— start Data —

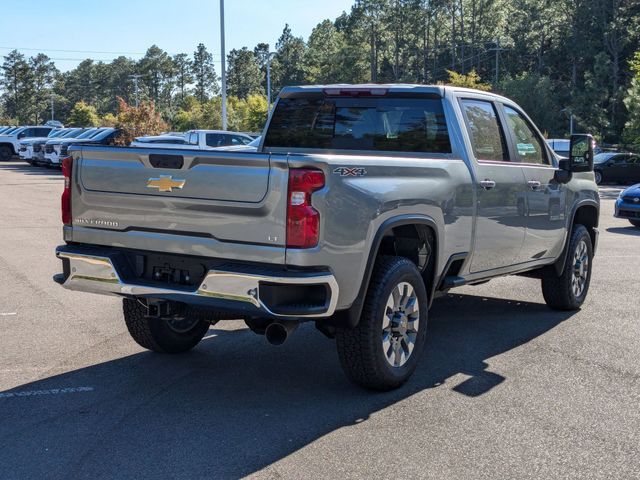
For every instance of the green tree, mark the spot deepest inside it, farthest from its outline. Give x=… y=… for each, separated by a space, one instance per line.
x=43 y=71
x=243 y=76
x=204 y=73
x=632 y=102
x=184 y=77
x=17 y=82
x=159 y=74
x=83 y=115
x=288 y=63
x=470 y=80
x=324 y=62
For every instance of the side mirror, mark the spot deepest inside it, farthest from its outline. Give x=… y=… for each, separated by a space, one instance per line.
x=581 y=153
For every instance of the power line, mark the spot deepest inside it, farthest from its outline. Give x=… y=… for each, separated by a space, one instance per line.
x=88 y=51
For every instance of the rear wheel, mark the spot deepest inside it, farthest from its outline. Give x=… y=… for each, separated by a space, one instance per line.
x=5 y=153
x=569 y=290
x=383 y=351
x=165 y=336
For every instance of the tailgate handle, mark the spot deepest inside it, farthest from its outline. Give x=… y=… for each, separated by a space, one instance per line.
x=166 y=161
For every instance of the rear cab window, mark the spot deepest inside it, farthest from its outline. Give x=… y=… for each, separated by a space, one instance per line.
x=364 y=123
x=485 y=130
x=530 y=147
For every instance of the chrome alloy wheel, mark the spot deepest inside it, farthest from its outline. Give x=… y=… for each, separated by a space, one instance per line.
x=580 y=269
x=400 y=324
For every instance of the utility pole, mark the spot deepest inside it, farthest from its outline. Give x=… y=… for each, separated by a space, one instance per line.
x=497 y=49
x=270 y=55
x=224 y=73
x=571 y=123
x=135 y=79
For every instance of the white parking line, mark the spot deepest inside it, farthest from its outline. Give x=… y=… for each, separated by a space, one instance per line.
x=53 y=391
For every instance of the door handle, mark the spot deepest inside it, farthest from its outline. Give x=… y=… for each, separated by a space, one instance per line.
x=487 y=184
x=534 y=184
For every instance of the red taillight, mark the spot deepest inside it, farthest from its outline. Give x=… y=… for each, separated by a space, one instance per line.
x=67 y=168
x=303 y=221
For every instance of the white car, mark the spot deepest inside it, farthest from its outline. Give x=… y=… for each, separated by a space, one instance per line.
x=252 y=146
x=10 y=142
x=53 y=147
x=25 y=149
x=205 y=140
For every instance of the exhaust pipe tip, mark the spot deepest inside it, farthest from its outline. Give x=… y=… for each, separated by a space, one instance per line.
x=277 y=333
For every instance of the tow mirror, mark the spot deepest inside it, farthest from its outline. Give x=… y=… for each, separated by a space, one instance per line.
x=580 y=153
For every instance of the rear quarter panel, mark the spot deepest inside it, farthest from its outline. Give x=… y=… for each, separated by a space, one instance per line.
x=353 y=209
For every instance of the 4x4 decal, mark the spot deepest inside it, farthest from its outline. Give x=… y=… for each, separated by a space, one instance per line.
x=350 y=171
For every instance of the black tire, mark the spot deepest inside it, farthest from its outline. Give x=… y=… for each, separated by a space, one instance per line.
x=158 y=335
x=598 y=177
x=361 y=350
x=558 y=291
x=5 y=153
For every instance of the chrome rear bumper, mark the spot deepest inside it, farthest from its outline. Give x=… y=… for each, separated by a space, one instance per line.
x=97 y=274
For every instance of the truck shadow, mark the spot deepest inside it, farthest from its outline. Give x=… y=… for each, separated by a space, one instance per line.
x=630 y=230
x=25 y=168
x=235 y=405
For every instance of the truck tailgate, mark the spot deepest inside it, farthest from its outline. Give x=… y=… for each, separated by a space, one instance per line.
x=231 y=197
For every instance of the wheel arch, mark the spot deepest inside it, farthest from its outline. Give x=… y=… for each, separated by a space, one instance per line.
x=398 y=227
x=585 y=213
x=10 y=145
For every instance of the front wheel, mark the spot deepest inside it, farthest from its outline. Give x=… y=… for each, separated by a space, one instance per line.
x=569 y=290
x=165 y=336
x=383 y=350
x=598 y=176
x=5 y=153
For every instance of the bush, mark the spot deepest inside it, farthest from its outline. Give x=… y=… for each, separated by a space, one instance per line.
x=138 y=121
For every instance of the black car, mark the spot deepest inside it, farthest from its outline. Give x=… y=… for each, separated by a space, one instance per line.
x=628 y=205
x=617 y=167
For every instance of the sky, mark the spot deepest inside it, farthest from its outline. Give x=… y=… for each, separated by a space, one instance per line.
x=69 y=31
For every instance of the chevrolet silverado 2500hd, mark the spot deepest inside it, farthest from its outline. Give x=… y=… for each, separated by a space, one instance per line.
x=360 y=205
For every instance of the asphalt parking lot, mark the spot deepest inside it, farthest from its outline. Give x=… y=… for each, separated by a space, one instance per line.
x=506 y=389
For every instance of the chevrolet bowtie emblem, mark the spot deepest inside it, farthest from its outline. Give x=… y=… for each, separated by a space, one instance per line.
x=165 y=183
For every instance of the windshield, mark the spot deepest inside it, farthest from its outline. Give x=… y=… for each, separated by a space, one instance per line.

— end Data —

**Task instructions**
Reproduce all of the lines above, replacing "farthest from its outline" with "most distant from its boundary" and leaving everything else unchanged. Omit the pictures from your answer.

**Written answer**
For every instance of the green tree, mark the spot deepest inside it, most distant from its boundary. Give x=… y=… for each, separated by a space, one instance per line.
x=43 y=71
x=243 y=76
x=204 y=73
x=632 y=102
x=184 y=77
x=17 y=82
x=159 y=74
x=83 y=115
x=288 y=63
x=470 y=80
x=324 y=62
For every instance of the side mirror, mark the spot deepest inside it, most distant from its boundary. Give x=… y=… for each, separated by a space, one instance per line.
x=581 y=153
For every instance of the power line, mark the spot deepest inside it, most distant from its boundary. Give x=… y=… for each, separated by a space, one instance per line.
x=88 y=51
For every instance of the rear wheel, mark the spot deepest inside it, most distant from its boundary. Give x=… y=… for each, separated by a space, one instance per line.
x=5 y=153
x=569 y=290
x=383 y=351
x=165 y=336
For every instance of the tailgate handle, mark the spot deepest inside it, most distant from its boundary. Give x=… y=… for each, separated by a space, one instance per line.
x=166 y=161
For every instance of the rear cab window, mark the spot deepest inside it, most distant from its boundary. Give x=… y=… for each, separated by a space, one instance per line.
x=364 y=123
x=485 y=130
x=530 y=147
For every instance of the chrome alloy wheel, mark the spot deepest inside it, most distant from its boundary. Give x=… y=… for each, separated by a space, one instance per line.
x=580 y=269
x=400 y=324
For every instance of the utility pole, mark the spot deepest inside it, most distant from its boundary. Give x=… y=… for each, separated by a space, one instance per line.
x=497 y=49
x=270 y=55
x=224 y=73
x=571 y=123
x=135 y=79
For every instance of the white parking line, mark the spot deepest inside it, most distant from its boundary. Give x=… y=… for each, separated by a space, one instance per line.
x=53 y=391
For every instance of the door handle, mark the spot deepest inside it, most distant from its boundary. Give x=… y=… for each, separated by a space, one instance per line.
x=487 y=184
x=534 y=184
For every instance of the red taillight, mark the spot deepest inside it, most distant from its boundary. Give x=… y=… for each, separated by a space, one instance per line.
x=67 y=168
x=303 y=221
For every instance of the white car, mark the spot deepest inside it, most distant from its boundary. Give x=… y=… for each, separated by a space, one instance per line.
x=252 y=146
x=10 y=142
x=53 y=147
x=25 y=149
x=205 y=140
For every instance of the exhaust pipe tip, mark the spot deepest inside it, most distant from its boundary. Give x=… y=… for each, separated by a space, one instance per line.
x=277 y=333
For every instance of the tow mirror, mark the spot deepest inside it, most distant from its boundary. Give x=… y=… for each, separated by a space, one instance per line.
x=580 y=153
For every instance of the rear quarter panel, mark the spot deepest inside it, most distant from its boundary. Give x=… y=… for each, separated by a space, one instance per line.
x=353 y=209
For every instance of the 4x4 decal, mark the spot deepest inside it, most distant from its boundary. Give x=… y=… for each, separated by a space, one instance per line.
x=350 y=171
For every instance of the black tire, mark the spot deepest inside it, most distant from its boundary. Give x=… y=… for each, separated by a space, one instance per line.
x=158 y=335
x=598 y=177
x=361 y=350
x=558 y=291
x=5 y=153
For every instance of the chrome rear bumper, mark the spot deepest inside it, most distant from its boundary. Give x=… y=… for each, separated by a space, one instance per line.
x=97 y=274
For every instance of the truck shadow, mark the spot deepest inside it, most distant from its boundary. Give x=… y=… for each, separated by a space, one instance per line.
x=630 y=230
x=25 y=168
x=235 y=405
For every instance of the truck tailgate, mark the spot deepest inside it, most distant from its boundary. Give x=… y=… for each, separated by a space, one instance per line.
x=231 y=197
For every instance of the wheel arch, mark the spot deepest inside it, most distant from its boundary. Give x=… y=… for each, separated by a space, one instance per line.
x=398 y=227
x=585 y=213
x=10 y=145
For every instance of the front wheel, mark the spot deepest inside it, most distant from its boundary. Give x=… y=… for each, separated by a space, one instance per line.
x=569 y=290
x=165 y=336
x=383 y=350
x=598 y=176
x=5 y=153
For every instance of the bush, mark the spot deepest inside it, most distant from its boundary. Give x=… y=… for each, separated by a space, one instance per line.
x=138 y=121
For every instance of the black car, mark the spot deepest inside it, most distant from its boundary. Give x=… y=… for each, separated by a space, one instance per line.
x=628 y=205
x=617 y=167
For every instance of the sky, mark the spot deepest inside it, most distant from its boundary. Give x=… y=… for each, separated by a space, one instance per line.
x=69 y=31
For every instance of the chevrolet silverado 2500hd, mark the spot deepest inside it, most distant from its boundary. Give x=… y=… for each, separated by a space, one instance per line.
x=360 y=205
For every instance of the asphalt parking lot, mark the spot deepest inside it, most distant from its boundary. Give x=… y=… for each, separated by a space, one instance per line.
x=506 y=389
For every instance of the chevrolet bowtie emblem, mark the spot deepest inside it, most distant from its boundary. Give x=… y=… for each, separated by a space, one instance per line.
x=165 y=183
For every instance of the windshield, mark the spot deepest inside it, most distant from its boundary. Give x=… y=… for each, separated by a space, one instance per line.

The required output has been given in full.